-- start of Recorded data --

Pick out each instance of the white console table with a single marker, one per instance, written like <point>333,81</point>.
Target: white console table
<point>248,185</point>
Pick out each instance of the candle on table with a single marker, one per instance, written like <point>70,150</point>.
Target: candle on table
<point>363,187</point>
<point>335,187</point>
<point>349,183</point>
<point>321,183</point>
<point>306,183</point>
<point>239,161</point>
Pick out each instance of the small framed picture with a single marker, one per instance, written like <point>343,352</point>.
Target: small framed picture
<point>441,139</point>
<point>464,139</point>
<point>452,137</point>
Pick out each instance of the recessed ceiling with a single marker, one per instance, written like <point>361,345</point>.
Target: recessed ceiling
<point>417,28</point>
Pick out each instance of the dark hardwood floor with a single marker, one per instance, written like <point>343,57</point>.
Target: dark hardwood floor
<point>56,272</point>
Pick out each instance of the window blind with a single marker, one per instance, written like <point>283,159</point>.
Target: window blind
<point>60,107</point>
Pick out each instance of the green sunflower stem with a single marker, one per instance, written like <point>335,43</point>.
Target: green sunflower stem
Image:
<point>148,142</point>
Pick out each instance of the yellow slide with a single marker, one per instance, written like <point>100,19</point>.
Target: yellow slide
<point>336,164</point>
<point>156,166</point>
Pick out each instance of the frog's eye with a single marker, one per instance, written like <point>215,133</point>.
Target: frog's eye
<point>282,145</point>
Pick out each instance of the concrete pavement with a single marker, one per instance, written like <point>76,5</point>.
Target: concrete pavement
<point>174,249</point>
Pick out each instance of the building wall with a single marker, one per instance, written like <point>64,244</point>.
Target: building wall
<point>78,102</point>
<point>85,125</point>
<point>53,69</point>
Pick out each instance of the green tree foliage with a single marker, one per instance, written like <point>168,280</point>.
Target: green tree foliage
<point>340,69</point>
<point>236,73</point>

-- end of Recorded data --

Please retype all of the material above line for line, without changing anything.

Pick out each instance of the white console table with a single marker, one per instance, written like <point>333,81</point>.
Target: white console table
<point>248,185</point>
Pick out each instance of the candle on table with a single marker, one per instance, written like <point>70,150</point>.
Target: candle on table
<point>363,187</point>
<point>335,187</point>
<point>349,183</point>
<point>321,183</point>
<point>306,183</point>
<point>239,161</point>
Pick out each instance of the small framed picture with a single marker, one per instance, written like <point>343,352</point>.
Target: small framed picture
<point>441,139</point>
<point>464,139</point>
<point>452,137</point>
Pick out each instance of the recessed ceiling with a single marker, one per instance, written like <point>361,345</point>.
Target: recessed ceiling
<point>417,28</point>
Pick out each instance of the dark hardwood floor with a single marker, one per instance, written like <point>343,57</point>.
Target: dark hardwood floor
<point>56,272</point>
Pick out each instance of the window blind with a single marker, one per instance, written like <point>283,159</point>.
Target: window blind
<point>60,107</point>
Pick out each instance of the green sunflower stem with a single marker, one per instance, written like <point>335,43</point>.
Target: green sunflower stem
Image:
<point>148,142</point>
Pick out each instance of the yellow slide with a single marker, one per instance, written like <point>100,19</point>.
Target: yellow slide
<point>336,164</point>
<point>156,166</point>
Pick out each instance of the frog's eye with a single marker, one per instance, written like <point>215,133</point>.
Target: frog's eye
<point>282,145</point>
Pick out each instance of the concrete pavement with a single marker, one per instance, written like <point>76,5</point>.
Target: concrete pavement
<point>174,249</point>
Pick out each instance of the building wall with a single marker, one per instance, written like <point>64,244</point>.
Target: building wall
<point>78,102</point>
<point>85,125</point>
<point>53,69</point>
Pick out each instance of the green tree foliage with a single marker, one per instance, written like <point>168,280</point>.
Target: green tree foliage
<point>340,69</point>
<point>236,73</point>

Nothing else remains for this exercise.